Passage provided:
Marketing and Advertising engulfs the people via all modalities. And using pretty young people helps to promote that gaudy pair of glasses. Ofcourse some will argue that they like them, but most of the time they purchase on impulse in response to all that advertising they are exposing themselves to.
mob mentality, media brainwashing.. it’s the little things that make it all worth while. and people who buy $200 sungalsses have wayyy too much money and should paypal some to me. just saying
Some people have to follow the fashion herd, power of propaganda. I intentionally stay away from such things, almost anything considered fashionable looks ridiculous on me.
@stranger_in_a_strange_land, I’m always confused at what causes everyone to do the same thing in these matters. But sometimes I think the trend is way sillier and goofier looking then at other times. Like after Flashdance, when lots of girls wore ripped up sweatshirts. Yeah it’s weird how lots all at once glammed onto that, but at the same time, it wasn’t a horrible goofy look. It was simplistic and kinda sexy.
But the shiny baubles on glasses? That confuses me more than ever. Seems so Joan-Riversish.
“It is only the modern that ever becomes old-fashioned.“ -Oscar Wilde
“Fashion is more powerful than any tyrant.” -Latin Proverb
“In matters of style, swim with the current; in matters of principle, stand like a rock.” -Thomas Jefferson.
I can’t stand MotoGP stars wearing colored wayfarers. To me they are the most hideous thing possible.
I like the big surf look
You should give example images for what you think is bad.
somewhat slanted to the topic.. Lady YAYA starts wearing all this crazyness, and I’m thinking I haven’t seen stageware like that since Rev. Manson. Then I looked closer..and I swear she looked just like him. At any rate, I think they should hook up and create little 2 feet heel wearing, Shock/Pop Rockin’, babies.
Don’t be afraid of fashion.

Entries for bounding box labeling:
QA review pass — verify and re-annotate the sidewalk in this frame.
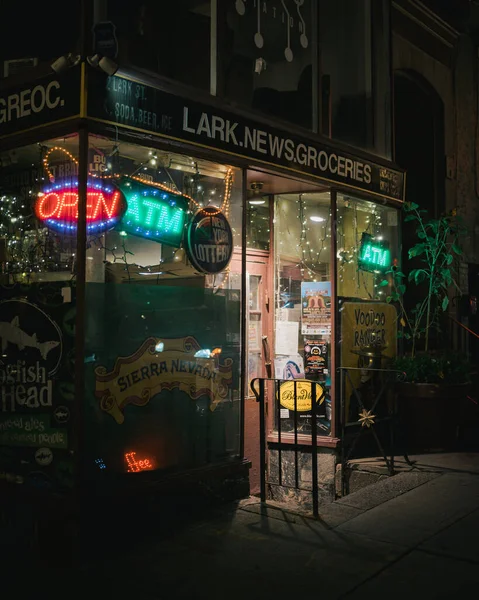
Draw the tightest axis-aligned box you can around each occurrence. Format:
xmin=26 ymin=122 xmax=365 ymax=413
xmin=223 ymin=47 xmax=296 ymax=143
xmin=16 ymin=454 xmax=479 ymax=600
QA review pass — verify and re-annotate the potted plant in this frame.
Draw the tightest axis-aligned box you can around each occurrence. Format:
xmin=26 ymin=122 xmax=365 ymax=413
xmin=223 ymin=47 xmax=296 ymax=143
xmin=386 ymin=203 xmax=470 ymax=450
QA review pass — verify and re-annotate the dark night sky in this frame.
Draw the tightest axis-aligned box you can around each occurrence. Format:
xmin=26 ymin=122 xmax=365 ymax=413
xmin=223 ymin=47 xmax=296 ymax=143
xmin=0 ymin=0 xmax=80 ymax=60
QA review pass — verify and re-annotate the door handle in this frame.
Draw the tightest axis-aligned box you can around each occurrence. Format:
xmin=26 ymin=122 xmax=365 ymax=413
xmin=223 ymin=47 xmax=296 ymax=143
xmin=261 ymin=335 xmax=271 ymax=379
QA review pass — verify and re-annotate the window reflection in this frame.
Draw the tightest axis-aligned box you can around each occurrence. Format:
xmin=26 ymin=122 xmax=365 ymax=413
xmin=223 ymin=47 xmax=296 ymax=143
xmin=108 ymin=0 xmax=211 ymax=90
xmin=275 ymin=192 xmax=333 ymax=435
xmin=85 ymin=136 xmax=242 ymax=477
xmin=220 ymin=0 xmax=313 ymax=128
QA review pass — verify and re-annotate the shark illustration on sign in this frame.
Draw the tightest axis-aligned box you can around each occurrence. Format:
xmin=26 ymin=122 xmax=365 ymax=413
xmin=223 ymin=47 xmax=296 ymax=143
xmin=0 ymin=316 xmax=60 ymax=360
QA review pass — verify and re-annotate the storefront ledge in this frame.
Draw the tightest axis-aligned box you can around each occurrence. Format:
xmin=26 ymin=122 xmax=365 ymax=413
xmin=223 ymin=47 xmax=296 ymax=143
---
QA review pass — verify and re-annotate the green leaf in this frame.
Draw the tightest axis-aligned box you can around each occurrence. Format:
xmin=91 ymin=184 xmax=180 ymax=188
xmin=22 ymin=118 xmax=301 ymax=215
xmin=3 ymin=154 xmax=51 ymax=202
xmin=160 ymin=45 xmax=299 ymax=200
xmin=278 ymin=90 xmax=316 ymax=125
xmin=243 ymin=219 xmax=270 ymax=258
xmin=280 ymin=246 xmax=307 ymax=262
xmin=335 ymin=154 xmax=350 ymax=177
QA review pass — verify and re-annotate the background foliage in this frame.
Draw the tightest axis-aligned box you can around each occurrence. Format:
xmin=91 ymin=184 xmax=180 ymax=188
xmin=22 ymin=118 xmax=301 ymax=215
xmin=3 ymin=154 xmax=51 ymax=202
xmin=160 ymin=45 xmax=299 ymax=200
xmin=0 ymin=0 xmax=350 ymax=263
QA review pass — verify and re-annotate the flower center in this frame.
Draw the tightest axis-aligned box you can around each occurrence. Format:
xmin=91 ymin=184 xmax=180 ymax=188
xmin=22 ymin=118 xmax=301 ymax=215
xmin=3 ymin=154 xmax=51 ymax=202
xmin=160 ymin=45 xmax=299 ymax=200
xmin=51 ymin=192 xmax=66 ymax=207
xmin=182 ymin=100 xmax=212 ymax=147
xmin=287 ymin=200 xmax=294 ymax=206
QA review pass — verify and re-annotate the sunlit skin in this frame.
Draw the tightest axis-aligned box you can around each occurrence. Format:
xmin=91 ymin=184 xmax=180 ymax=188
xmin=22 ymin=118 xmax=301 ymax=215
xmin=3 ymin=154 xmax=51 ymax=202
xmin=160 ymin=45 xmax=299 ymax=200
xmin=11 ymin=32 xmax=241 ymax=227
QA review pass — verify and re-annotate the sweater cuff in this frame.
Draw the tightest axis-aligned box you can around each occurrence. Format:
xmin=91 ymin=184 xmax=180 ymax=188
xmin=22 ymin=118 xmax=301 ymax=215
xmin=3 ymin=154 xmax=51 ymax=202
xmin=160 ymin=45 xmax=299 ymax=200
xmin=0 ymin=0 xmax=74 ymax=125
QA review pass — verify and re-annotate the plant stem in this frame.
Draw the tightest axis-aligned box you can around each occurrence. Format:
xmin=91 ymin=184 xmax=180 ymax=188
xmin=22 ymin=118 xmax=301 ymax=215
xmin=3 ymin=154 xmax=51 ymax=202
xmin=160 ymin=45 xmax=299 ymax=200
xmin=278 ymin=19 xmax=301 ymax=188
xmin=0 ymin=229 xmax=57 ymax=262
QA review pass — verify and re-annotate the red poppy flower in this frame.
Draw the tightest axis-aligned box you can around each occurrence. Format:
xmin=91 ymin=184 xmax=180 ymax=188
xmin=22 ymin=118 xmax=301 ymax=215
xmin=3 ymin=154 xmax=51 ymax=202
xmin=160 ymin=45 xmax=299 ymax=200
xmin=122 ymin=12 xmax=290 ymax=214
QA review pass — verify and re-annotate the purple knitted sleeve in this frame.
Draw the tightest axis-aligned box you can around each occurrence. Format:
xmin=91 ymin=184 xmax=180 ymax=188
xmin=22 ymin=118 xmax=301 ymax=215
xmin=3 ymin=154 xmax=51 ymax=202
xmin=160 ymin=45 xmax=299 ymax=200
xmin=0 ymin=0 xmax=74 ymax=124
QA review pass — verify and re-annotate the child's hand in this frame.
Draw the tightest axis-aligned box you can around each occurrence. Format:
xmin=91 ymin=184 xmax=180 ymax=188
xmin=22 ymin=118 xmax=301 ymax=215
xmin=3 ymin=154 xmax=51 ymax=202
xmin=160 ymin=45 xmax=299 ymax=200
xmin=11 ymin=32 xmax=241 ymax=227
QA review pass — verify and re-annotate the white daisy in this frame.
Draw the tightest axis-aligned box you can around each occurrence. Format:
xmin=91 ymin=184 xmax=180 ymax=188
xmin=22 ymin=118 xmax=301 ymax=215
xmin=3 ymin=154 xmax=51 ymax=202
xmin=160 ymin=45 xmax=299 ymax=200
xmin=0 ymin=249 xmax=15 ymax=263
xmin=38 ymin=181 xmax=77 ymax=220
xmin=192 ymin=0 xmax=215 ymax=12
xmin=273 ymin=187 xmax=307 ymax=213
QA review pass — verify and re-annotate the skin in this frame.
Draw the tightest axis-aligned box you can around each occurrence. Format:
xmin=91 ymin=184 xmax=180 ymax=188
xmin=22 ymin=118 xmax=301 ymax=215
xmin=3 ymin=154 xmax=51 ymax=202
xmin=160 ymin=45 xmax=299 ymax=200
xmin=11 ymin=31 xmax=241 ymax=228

What to do: In the comments on fashion, why does one commenter deliberately stay away from fashionable things? Answer in one to three sentences. You won't need the rows to do this.

Complete answer: Almost anything considered fashionable looks ridiculous on that commenter.